• [Exercise objective]:
Format every line of the listing below as a numbered list, omitting any blank lines.

(Data listing)
§ §

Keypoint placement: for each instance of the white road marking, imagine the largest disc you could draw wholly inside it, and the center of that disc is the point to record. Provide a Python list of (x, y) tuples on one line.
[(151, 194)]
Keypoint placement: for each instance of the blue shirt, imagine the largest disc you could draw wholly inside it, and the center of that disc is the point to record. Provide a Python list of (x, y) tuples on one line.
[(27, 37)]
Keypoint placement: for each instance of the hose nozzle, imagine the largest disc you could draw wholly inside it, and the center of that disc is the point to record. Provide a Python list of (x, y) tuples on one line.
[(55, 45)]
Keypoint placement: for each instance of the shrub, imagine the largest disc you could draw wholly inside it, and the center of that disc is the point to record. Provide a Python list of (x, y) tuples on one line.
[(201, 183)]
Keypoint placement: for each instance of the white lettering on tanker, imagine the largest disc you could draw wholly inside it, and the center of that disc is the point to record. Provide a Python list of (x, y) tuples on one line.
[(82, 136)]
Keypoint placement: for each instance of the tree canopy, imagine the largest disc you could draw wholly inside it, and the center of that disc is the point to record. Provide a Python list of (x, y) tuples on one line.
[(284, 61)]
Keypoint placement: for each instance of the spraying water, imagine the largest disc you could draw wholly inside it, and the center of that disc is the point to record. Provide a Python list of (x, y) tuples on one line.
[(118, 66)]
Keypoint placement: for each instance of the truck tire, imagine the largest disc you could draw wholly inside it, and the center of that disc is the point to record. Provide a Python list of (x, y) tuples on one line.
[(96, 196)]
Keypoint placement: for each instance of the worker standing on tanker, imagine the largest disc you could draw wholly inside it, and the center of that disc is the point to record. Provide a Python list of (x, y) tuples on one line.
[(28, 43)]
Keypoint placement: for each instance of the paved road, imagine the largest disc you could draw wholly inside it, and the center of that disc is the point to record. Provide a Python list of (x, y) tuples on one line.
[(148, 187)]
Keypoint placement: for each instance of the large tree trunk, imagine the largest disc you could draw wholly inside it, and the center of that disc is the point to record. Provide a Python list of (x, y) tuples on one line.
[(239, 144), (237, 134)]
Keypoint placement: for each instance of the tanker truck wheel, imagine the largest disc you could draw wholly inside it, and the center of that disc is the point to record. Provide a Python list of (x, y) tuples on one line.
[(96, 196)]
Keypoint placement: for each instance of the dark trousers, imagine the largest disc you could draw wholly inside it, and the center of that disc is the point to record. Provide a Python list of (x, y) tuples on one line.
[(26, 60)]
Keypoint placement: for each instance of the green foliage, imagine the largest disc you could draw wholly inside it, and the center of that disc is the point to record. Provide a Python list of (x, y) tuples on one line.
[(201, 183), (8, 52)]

§ §

• [The solution]:
1. Keypoint placement: for each instance of the white road marking, imagine the largest disc you could draw wholly inside it, and the center of that disc is the point to record. Provide a Python list of (x, y) tuples on one line.
2. [(151, 194)]
3. Keypoint placement: for each instance of the blue shirt, imagine the largest disc you could draw wholly inside it, and the center of that disc is the point to record. Provide a Python list of (x, y) tuples on one line.
4. [(27, 37)]
5. Keypoint placement: for each instance of the hose nozzle, imagine the largest disc you could draw wholly inside it, and the center of that disc is the point to record. Provide a Python list of (x, y) tuples on one line.
6. [(55, 45)]
7. Keypoint placement: for each instance of the shrub, imagine the largest disc you could draw wholly inside it, and the center of that disc is the point to record. Provide a Python list of (x, y) tuples on one line.
8. [(201, 183)]
9. Keypoint placement: for each instance of the white lettering on tanker, imagine the largest disc you could draw wholly inside it, and the center of that disc is the point to record. Provide a Python list of (x, y) tuples on one line.
10. [(82, 136)]
11. Keypoint placement: for each instance of the tree canopy, imagine the largest disc you could draw wholly inside it, and the center of that disc is the point to record. Provide a Python list of (x, y) tuples on one line.
12. [(284, 61)]
13. Keypoint placement: for each instance of the spraying water, imagine the largest disc you could draw wholly inside it, and the center of that disc is the point to record. Provide a Python list of (x, y) tuples on one line.
14. [(118, 66)]
15. Keypoint placement: for each instance of the truck tire, imagine the largest disc you could draw wholly inside it, and the center of that disc is the point to record. Provide a Python list of (x, y) tuples on one line.
16. [(96, 196)]
17. Keypoint placement: for each instance of the worker standing on tanker, imagine the largest disc you could draw wholly inside it, and the center of that disc is the point to record. Provide a Python list of (x, y) tuples on one line.
18. [(28, 43)]
19. Keypoint placement: for each instance of the paved road, imagine the largest disc you could draw wholly inside it, and the center of that disc is the point to record. Provide a Python list of (x, y) tuples on one line.
20. [(148, 187)]
21. Keypoint placement: for each instance of the large tree trunk, imagine the largest disc you could draw wholly inside it, and the center of that disc is the point to record. Provide a Python list of (x, y) tuples on one line.
22. [(239, 144), (237, 134)]
23. Keypoint placement: for each instance of the tanker truck wheel, imagine the largest disc you could draw wholly inside it, and the center of that disc is the point to record. Provide a Python list of (x, y) tuples on one line.
24. [(96, 196)]
25. Keypoint placement: for each instance of the dark trousers, imagine the largest disc you could draw wholly inside it, and the center of that disc is the point to record. Provide a Python list of (x, y) tuples on one line.
26. [(26, 60)]
27. Keypoint placement: for each instance of the green foliage, imagine the largest disc you could draw wholly inside it, and the center of that disc is the point to record. Provide a Python list of (x, y) tuples on one line.
28. [(201, 183), (8, 52)]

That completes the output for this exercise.